What is required:
Count the lines of the items that contain the string "horns", matching case exactly, and reply with the number alone.

━━━━━━━━━━━━━━━━━━━━

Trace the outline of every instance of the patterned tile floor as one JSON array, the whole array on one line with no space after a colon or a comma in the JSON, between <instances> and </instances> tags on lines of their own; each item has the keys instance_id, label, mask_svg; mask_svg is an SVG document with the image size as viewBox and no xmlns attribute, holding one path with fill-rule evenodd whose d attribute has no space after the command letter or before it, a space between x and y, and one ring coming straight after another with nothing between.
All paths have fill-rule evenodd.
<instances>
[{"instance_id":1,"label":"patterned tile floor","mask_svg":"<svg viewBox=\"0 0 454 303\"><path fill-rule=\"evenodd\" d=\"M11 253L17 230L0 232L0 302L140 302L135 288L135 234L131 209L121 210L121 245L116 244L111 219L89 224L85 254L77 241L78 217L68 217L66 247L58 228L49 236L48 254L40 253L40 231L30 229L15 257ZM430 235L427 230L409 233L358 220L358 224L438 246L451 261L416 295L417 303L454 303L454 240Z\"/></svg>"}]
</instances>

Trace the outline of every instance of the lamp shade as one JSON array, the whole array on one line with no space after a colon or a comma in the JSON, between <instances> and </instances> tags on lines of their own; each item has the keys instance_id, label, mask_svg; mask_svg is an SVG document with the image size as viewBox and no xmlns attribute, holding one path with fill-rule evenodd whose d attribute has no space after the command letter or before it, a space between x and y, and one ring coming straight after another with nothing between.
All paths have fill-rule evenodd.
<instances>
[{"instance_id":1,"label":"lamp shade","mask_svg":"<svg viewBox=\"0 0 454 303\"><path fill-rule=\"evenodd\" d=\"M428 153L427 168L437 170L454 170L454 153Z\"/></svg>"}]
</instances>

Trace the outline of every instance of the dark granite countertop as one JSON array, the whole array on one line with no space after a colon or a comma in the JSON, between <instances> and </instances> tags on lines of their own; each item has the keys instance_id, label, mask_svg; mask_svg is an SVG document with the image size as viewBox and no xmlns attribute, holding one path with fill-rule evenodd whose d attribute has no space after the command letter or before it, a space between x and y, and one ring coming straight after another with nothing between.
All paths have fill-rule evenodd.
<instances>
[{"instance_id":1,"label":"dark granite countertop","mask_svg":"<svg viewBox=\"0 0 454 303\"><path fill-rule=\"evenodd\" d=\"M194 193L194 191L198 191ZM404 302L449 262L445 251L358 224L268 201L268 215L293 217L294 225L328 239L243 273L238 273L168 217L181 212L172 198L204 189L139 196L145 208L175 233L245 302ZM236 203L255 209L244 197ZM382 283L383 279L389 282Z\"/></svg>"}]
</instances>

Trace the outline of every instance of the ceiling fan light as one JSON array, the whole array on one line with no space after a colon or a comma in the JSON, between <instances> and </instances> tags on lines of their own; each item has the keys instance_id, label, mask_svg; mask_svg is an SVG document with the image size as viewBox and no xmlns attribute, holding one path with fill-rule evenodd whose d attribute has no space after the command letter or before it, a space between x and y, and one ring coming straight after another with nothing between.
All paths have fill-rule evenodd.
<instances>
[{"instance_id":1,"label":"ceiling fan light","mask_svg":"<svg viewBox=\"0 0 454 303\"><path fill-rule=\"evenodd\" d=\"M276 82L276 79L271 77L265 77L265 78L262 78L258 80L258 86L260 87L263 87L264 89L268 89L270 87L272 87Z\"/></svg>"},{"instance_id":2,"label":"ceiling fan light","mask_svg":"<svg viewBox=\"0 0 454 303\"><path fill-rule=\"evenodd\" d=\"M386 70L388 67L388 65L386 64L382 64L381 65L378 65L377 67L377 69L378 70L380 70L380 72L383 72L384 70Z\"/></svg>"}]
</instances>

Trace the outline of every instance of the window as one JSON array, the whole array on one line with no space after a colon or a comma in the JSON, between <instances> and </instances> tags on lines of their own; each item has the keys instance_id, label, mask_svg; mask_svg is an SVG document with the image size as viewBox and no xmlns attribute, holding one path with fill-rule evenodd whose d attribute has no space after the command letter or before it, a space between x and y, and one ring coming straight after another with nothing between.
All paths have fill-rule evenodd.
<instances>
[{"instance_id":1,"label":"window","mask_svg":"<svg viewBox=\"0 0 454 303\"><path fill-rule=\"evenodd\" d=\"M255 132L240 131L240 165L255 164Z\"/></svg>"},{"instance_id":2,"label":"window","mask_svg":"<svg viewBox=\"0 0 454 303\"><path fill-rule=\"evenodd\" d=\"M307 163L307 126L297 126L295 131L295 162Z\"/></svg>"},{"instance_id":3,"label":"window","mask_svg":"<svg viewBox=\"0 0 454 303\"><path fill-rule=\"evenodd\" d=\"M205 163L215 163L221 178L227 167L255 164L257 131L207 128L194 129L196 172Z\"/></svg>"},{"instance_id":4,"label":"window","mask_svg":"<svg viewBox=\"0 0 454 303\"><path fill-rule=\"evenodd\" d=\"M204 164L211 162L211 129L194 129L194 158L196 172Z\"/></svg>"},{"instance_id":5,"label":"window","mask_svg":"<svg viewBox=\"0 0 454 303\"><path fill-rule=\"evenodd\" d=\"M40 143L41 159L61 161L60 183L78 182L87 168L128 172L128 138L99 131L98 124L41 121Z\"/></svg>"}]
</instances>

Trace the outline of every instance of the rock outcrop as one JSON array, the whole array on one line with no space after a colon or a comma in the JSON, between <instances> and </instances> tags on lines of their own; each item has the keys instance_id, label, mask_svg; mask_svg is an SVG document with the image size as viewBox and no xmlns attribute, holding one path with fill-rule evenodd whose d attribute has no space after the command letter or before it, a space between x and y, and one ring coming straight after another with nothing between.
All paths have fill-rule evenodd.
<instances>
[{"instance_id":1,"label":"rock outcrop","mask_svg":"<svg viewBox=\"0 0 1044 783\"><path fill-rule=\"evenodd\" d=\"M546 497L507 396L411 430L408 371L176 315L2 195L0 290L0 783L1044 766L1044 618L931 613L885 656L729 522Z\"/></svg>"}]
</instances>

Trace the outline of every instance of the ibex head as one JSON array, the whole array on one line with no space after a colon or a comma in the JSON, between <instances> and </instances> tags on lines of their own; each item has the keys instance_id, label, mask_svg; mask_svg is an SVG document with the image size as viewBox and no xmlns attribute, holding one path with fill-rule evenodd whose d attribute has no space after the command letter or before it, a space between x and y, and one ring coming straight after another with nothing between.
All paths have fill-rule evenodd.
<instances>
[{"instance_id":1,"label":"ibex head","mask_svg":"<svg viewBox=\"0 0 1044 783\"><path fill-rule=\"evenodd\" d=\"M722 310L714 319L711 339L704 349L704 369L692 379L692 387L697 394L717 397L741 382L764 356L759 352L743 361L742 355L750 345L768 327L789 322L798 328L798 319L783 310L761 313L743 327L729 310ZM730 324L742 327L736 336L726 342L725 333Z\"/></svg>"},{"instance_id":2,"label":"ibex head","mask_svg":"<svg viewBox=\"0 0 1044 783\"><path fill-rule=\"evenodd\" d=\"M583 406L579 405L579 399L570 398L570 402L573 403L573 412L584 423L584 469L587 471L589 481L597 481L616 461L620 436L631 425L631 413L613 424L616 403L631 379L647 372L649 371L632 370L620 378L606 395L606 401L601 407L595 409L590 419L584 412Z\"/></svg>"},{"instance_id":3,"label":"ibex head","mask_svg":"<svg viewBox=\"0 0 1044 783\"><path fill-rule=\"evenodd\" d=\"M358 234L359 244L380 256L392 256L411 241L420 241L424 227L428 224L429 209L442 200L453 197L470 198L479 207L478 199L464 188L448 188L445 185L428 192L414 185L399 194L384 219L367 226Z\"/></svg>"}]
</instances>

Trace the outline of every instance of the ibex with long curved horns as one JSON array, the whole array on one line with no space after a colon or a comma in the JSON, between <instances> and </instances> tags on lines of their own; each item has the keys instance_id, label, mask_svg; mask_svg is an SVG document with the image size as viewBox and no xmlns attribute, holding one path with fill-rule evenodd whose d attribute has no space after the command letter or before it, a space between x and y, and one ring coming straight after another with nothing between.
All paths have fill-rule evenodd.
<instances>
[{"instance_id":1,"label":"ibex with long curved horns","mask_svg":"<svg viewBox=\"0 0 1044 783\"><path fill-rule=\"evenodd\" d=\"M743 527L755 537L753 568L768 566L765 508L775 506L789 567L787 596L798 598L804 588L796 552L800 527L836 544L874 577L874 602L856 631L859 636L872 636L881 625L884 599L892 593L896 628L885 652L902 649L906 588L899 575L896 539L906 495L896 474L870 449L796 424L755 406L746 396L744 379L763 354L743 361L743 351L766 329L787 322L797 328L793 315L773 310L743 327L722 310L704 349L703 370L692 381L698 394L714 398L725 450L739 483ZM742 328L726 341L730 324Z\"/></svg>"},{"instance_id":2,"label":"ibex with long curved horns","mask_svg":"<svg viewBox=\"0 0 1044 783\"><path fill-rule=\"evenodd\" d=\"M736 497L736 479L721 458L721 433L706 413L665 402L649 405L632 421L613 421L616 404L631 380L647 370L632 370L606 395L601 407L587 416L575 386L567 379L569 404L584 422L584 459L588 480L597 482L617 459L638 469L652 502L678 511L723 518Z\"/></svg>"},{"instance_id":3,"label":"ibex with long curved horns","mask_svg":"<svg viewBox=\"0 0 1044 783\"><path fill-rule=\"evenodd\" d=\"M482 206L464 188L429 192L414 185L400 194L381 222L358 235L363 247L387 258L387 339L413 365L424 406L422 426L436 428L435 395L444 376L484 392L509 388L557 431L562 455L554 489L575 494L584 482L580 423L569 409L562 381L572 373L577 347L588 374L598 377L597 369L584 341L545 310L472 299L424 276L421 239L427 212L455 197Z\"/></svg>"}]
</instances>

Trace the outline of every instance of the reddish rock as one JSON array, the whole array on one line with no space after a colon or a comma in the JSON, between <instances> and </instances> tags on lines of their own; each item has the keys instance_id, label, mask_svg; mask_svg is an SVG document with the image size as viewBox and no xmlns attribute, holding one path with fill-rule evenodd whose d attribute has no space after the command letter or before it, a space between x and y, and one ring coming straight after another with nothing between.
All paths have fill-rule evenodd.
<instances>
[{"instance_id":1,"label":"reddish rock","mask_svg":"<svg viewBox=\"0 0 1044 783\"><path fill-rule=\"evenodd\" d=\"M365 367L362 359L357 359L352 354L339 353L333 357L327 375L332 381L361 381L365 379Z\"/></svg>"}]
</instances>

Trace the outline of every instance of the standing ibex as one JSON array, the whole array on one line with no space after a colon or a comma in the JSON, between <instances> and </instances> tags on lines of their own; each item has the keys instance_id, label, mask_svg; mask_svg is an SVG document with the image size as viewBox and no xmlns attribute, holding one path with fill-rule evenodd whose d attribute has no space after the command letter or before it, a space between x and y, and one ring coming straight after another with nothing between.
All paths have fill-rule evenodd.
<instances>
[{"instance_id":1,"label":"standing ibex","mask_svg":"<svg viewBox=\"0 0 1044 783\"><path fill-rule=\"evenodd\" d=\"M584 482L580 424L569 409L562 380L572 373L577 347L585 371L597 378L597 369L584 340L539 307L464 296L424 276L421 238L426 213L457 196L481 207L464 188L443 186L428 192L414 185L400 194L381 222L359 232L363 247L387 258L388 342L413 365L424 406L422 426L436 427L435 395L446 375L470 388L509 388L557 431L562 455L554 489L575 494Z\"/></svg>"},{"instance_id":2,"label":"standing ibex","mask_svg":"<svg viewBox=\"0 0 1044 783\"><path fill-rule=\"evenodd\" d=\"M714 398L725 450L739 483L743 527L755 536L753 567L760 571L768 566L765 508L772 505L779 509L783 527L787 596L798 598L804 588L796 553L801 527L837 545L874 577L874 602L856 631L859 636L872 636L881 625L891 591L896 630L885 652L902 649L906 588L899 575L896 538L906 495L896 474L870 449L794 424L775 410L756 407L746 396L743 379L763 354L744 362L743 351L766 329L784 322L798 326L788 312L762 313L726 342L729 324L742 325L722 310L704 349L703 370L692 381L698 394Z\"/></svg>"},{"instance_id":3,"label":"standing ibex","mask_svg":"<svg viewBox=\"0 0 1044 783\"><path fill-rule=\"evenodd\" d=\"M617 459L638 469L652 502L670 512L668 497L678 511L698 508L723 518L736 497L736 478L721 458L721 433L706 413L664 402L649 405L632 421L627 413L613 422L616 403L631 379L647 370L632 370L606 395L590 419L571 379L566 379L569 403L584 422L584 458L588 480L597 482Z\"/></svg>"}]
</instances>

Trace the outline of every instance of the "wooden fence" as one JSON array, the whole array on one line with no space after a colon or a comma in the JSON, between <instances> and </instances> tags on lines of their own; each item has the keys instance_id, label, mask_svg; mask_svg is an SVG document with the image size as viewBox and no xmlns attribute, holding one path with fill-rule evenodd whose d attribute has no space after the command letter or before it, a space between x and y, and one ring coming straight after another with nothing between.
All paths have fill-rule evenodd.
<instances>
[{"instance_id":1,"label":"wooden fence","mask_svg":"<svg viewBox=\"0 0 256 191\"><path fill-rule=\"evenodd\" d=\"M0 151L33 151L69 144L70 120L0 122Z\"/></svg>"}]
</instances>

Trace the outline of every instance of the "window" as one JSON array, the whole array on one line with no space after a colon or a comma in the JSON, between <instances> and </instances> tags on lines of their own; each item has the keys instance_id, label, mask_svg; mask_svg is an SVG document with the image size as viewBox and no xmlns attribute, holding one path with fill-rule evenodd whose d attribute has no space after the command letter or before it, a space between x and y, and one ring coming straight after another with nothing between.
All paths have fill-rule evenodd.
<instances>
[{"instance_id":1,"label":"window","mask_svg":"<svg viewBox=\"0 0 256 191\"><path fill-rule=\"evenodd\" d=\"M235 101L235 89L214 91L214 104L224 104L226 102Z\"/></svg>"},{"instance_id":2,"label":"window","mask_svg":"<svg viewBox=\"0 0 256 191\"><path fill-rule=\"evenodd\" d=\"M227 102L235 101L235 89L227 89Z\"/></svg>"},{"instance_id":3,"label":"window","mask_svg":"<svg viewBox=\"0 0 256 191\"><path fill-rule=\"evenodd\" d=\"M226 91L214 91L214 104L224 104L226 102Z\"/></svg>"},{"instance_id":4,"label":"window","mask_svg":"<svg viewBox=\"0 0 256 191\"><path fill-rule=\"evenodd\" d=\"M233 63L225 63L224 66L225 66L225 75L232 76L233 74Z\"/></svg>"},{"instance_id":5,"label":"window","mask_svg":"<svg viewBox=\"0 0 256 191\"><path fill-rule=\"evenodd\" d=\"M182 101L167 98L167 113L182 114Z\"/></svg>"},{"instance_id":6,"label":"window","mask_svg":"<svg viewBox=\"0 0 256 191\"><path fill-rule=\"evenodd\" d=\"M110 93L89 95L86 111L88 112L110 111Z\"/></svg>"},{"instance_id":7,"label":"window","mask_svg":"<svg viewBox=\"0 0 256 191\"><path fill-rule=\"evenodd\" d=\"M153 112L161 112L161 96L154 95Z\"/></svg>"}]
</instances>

━━━━━━━━━━━━━━━━━━━━

Expected answer:
2